*Challenge a*
List the full names of the people mentioned in the review of The Slug Bearers of Kayrol Island.

BEGIN Passage provided

Next up for me was an odd little musical at the Vineyard. I won’t tell you much about this little treasure, for it’s come and gone, and was more promising than rewarding. Called The Slug Bearers of Kayrol Island, it had an amusing score by Mark Mulcahy, with libretto and drawings by Ben Tachor. The drawings were delightful, very whimsical in the manner of Ludwig Bemelmans (that dates me; Bemelmans was a talented artist whose drawings enlivened the New Yorker Magazine for years). It was all very relevant, dealing with the almost slave labor of these poor inhabitants of the mythical Kayrol Island, who do all the dirty work in the preparation of products for American consumption, thus keeping the costs down and the prices up, for the benefit of corporate America. It featured a talented cast of 7, and introduced us to a charming offbeat leading lady, Jody Flader, a 2007 graduate of the American Conservatory Theatre in San Francisco. Veteran actor Peter Friedman, who created the role of Tateh in Ragtime, helped tell this fey tale of “who’s happy now?” A piece of fluff, forgotten an hour after final curtain, but easy to take.

END Passage provided
BEGIN Exercise materials

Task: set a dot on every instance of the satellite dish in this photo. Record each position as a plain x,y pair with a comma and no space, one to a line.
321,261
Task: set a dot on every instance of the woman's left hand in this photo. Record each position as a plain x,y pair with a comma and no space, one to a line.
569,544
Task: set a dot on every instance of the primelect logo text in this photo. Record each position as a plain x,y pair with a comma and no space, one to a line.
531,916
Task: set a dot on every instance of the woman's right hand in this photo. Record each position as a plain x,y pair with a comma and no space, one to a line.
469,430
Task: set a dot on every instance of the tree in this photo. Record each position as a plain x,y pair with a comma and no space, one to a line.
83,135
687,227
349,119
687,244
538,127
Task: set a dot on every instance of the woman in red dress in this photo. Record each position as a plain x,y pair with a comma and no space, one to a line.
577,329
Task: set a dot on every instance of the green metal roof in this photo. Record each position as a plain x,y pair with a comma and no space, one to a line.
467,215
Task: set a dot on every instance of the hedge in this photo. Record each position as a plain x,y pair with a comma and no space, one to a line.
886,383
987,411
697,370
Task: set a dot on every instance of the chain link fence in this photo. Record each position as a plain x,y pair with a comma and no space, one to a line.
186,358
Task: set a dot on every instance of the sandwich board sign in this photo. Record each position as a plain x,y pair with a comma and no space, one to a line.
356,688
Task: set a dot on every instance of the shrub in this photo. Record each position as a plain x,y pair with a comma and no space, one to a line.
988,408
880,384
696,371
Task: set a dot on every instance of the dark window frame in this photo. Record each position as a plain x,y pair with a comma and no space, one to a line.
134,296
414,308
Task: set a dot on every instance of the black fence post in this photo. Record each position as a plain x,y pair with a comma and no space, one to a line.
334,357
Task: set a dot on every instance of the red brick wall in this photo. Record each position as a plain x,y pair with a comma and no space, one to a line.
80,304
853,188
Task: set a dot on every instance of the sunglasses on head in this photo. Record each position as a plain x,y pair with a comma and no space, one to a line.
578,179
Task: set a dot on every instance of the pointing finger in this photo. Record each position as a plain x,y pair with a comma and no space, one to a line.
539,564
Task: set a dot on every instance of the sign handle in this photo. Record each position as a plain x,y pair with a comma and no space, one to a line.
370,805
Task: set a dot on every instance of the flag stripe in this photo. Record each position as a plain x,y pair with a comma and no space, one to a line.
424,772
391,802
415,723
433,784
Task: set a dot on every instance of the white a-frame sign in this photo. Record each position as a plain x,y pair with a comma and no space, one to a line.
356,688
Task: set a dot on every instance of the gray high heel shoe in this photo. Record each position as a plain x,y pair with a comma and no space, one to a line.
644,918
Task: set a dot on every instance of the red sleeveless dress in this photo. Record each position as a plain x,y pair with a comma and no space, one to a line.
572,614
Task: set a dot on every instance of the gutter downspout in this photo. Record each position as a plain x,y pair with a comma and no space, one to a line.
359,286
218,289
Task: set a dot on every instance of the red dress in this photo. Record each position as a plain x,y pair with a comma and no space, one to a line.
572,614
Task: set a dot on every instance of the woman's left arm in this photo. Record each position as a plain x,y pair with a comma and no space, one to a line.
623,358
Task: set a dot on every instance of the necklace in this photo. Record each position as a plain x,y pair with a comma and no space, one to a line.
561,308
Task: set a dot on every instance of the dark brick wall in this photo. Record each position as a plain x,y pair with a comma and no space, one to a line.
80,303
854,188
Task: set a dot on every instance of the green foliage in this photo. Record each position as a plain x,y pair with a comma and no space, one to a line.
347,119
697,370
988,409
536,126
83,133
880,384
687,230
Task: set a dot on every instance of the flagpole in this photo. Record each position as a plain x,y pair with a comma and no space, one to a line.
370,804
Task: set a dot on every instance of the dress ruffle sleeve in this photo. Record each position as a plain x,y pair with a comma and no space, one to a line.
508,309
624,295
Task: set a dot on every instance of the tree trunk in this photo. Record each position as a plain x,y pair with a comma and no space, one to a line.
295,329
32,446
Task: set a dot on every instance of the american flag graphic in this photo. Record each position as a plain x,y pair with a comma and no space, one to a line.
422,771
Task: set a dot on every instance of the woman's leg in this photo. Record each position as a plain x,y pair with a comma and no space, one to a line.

END Exercise materials

*Challenge b*
Please change "dot" to "marker" in the listing, starting with the line that contains "Task: set a dot on every instance of the necklace" and going on through the end of the listing. Give back only those lines, with everything else unchanged.

*Result a*
Mark Mulcahy
Ben Tachor
Ludwig Bemelmans
Jody Flader
Peter Friedman

*Result b*
Task: set a marker on every instance of the necklace in this photo. Record each position as a plain x,y pair with a comma and no space, one to a line.
561,308
Task: set a marker on every instance of the dark brick wall in this photo. Record each position as a plain x,y pair with a comma and no space, one to a line.
80,303
854,188
Task: set a marker on every instance of the green foliage in this photo. Record each position as a plain x,y pair with a comma and no space, one to a line.
347,119
697,370
988,409
536,126
83,133
880,384
687,230
Task: set a marker on every instance of the flagpole in this photo. Record each position as a plain x,y pair with a comma and no space, one to a line.
370,804
Task: set a marker on every instance of the dress ruffle sleeve in this photo. Record each position as a plain x,y pair with a comma and no space, one to a line.
508,309
624,295
Task: set a marker on every instance of the tree trunk in this photo. Record each position as a plain x,y pair with a comma and no space, one to a line.
295,329
32,446
Task: set a marker on every instance of the american flag graphic in this photo. Record each position as a plain x,y pair with a comma and no space, one to a line.
422,771
Task: set a marker on every instance of the woman's leg in this photo. Record each position as a plain x,y pair with a comma and no space, one to a line.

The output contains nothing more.